#### STORED DATA
★ ★ ★ ★

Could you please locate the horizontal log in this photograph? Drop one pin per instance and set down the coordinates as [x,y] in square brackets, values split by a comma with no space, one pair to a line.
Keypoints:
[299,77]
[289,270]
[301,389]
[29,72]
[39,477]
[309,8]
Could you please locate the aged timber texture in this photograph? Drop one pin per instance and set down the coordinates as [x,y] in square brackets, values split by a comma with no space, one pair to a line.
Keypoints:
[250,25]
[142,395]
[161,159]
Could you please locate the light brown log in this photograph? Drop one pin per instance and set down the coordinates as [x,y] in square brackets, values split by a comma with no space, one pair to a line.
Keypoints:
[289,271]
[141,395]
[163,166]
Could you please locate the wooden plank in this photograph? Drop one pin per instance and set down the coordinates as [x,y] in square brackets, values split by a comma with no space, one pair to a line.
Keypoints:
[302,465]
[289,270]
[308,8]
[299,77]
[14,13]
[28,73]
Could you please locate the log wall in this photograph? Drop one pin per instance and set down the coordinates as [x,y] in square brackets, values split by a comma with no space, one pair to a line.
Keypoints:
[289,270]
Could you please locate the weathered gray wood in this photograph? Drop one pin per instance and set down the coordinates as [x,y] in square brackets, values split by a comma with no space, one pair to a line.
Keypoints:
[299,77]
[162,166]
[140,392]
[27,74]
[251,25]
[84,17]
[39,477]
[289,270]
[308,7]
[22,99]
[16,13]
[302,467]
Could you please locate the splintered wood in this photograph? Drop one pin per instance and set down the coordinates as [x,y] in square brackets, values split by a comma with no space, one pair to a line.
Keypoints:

★ ★ ★ ★

#### EXERCISE INSTRUCTIONS
What lines in the data hold the word "down"? Return them.

#### FINISHED EXERCISE
Could you please locate the horizontal log in this photograph? Drop one pin per instance and set down the coordinates as [x,y] in square brackets, values split by a comma with no space, one pair to a line.
Could you please locate the aged timber texture in this photograph? Drop one pin per instance and set down the coordinates as [x,y] in square brackets, values split by a comma with no space, one pair to a line.
Could you please locate the light brown log in this photograph? Drop one pin per instance and set down the coordinates as [x,y] in square brackets, values split by a comma with no space, one pair to a line.
Could you please locate the wooden plank in this photograph? Drop one pin per instance and set down the coordinates as [x,y] in square brackets, values split by a comma with no space, one pair to a line.
Could you please locate the log wall in this photograph? Drop one pin per instance and set down the coordinates as [x,y] in square brackets, values split by a comma with no space, one pair to a line.
Could you please locate the weathered gray wood in this photograph? Drop one pin per instance and set down the coordinates as [x,y] in square brackets, values split by a comma with no space, one pair to a line.
Could you please locate the splintered wood in this photograph? Drop one pin per instance and set down the coordinates as [x,y] in square brackets, values split by a comma with no space, one pair to a line.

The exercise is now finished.